### STUDY MATERIAL

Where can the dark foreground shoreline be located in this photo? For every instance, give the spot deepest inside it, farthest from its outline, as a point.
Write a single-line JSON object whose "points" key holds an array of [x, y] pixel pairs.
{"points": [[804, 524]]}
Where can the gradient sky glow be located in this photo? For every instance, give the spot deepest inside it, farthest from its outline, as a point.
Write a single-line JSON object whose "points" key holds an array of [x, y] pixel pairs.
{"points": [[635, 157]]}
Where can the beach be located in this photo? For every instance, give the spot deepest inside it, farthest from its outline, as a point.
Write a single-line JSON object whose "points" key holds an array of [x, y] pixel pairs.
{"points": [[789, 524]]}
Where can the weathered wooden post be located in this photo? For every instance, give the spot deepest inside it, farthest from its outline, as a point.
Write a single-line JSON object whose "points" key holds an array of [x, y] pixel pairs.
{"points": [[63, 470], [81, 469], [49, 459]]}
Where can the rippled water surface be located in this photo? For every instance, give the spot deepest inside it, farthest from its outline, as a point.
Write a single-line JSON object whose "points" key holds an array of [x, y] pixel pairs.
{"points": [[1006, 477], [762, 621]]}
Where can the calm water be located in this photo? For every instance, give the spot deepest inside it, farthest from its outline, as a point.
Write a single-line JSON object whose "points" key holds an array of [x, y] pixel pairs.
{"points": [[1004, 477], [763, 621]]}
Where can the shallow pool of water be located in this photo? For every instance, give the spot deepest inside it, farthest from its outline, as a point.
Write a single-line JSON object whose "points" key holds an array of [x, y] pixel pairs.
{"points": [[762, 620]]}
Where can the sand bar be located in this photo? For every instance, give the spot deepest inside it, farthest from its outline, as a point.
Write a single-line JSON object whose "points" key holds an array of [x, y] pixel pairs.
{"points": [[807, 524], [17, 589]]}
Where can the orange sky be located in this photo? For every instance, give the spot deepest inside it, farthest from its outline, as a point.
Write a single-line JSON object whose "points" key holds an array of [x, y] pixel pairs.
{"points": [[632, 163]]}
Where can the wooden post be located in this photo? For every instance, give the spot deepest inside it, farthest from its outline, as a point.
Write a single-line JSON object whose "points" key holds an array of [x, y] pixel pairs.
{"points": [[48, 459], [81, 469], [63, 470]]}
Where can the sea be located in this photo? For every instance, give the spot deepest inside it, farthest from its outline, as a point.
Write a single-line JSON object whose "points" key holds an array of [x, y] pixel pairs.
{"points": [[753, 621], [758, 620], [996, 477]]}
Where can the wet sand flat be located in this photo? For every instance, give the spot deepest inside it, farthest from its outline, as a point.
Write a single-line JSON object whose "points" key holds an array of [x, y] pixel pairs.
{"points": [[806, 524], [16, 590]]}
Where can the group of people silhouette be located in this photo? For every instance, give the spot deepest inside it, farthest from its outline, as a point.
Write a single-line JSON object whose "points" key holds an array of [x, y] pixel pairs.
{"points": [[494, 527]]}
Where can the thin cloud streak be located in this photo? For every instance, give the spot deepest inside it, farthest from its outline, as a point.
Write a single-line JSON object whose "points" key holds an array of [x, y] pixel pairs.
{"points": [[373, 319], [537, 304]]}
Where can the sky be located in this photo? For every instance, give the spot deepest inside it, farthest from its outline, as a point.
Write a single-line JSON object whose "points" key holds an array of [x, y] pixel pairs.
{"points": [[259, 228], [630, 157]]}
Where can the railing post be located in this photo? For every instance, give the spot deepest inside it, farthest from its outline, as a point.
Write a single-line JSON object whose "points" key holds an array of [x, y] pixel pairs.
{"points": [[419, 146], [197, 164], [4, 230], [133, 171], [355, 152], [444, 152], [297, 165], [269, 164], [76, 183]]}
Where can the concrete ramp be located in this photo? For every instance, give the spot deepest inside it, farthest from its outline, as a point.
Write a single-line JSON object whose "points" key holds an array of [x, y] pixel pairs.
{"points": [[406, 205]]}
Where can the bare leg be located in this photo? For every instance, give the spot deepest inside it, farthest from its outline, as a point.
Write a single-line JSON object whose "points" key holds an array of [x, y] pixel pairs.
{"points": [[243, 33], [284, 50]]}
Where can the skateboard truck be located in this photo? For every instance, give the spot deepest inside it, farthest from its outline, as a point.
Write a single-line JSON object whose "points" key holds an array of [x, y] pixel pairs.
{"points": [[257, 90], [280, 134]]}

######

WHAT IS EXPECTED
Set down each record again, exactly as written.

WRITTEN REPLY
Where can the dark foreground shoreline be located in this photo? For every instance, give the spot deepest inside it, farthest from its outline, as a point.
Write a single-line JSON object whose "points" key holds an array of [x, y] pixel pairs.
{"points": [[804, 524]]}
Where can the gradient sky glow be located in this photo? For every instance, give the spot deepest inside it, farthest from its outline, as a point.
Write a single-line JSON object whose "points" key holds an array of [x, y] pixel pairs.
{"points": [[635, 157]]}
Where can the beach be located in this photo? For every instance, give the spot deepest inside it, farthest from its outline, as a point.
Write a single-line JSON object whose "points" key holds an array of [x, y] pixel pairs.
{"points": [[789, 524]]}
Where can the weathered wooden post be located in this photo? For every instance, give the spot deepest inside it, farthest from its outline, as a point.
Write a single-line JSON object whose "points" key holds an array of [x, y] pixel pairs.
{"points": [[63, 470], [81, 469], [49, 459]]}
Where can the rippled water surface be located in this photo? For every instance, give the spot deepest inside it, farthest from its outline, as a point.
Write a single-line JSON object whose "points" key holds an array of [x, y] pixel pairs.
{"points": [[1006, 477], [762, 621]]}
Where can the calm water be located in this photo? For every instance, give the spot deepest inside it, farthest from its outline, as a point.
Write a single-line JSON object whose "points" key holds an array of [x, y] pixel pairs.
{"points": [[1004, 477], [763, 621]]}
Where can the shallow pool of water be located in this photo? For every instance, give the spot deepest inside it, farthest from its outline, as a point.
Write a single-line JSON object whose "points" key holds an array of [x, y] pixel pairs.
{"points": [[762, 620]]}
Where can the sand bar be located in this photo? For every instance, give the spot deepest inside it, farthest from its outline, as a point.
Write a single-line JSON object whose "points" key holds an array of [x, y] pixel pairs.
{"points": [[807, 524], [17, 589]]}
Where can the orange sky be located in this photo? For every instance, give the spot deepest inside it, farthest from its outline, as a point.
Write a single-line JSON object whose "points" key holds an array of [x, y] pixel pairs.
{"points": [[632, 163]]}
Where can the wooden post be located in this photo? For every instance, give the spot deepest inside it, farthest from its outline, as a point.
Write a single-line JSON object whose "points" key holds an array of [x, y] pixel pairs.
{"points": [[48, 459], [81, 469], [63, 470]]}
Where can the sea be located in this photo? For every instance, give the spot deepest inside it, farthest from its outline, as a point.
Write a single-line JSON object whose "points" key holds an array of [x, y] pixel pairs.
{"points": [[753, 621], [758, 620], [996, 477]]}
Where can the wet sand flat be located in this photo? For every instance, give the spot deepest inside it, farthest from its outline, as a point.
Write a single-line JSON object whose "points" key holds an array of [x, y] pixel pairs.
{"points": [[806, 524], [16, 590]]}
Where can the group of people silhouette be located in this photo? For every instance, give the spot deepest inside it, farthest from its outline, as a point.
Write a single-line JSON object whose "points" key holds an array of [x, y] pixel pairs.
{"points": [[494, 527]]}
Where can the thin cloud streak be located in this photo? For every instance, give the spot deepest inside it, farthest from its outline, as a point.
Write a single-line JSON object whose "points" key holds an array of [x, y] pixel pairs.
{"points": [[373, 319], [537, 304]]}
Where can the sky be located in this photo? For every instance, give the spot deepest inside it, farthest from its outline, as a point.
Write a single-line JSON object whose "points" key holds an array of [x, y] pixel pairs.
{"points": [[259, 228], [630, 157]]}
Where can the railing post be located in this photo? For every instance, give the spot deepest inside it, farthest from its outline, as a point.
Write a single-line JSON object whose "points" key holds an array of [x, y] pixel pairs.
{"points": [[419, 146], [197, 164], [4, 230], [133, 171], [355, 152], [444, 152], [297, 165], [269, 164], [76, 183]]}
Where can the concrete ramp be located in this photo? For every instance, give the spot deepest inside it, farthest from its outline, as a point.
Write a single-line JSON object whose "points" key holds an array of [x, y] pixel pairs.
{"points": [[406, 205]]}
Where can the bare leg be located in this photo? For every instance, give the spot deepest inside it, farthest from its outline, as a point.
Write a single-line JSON object whose "points" key holds an array of [x, y] pixel pairs.
{"points": [[243, 33], [284, 50]]}
Where can the skateboard truck be located in this photo? For every instance, give the spot deepest inside it, farthest from its outline, as a point.
Write a single-line JSON object whose "points" key holds an array of [x, y] pixel pairs.
{"points": [[257, 90], [280, 134]]}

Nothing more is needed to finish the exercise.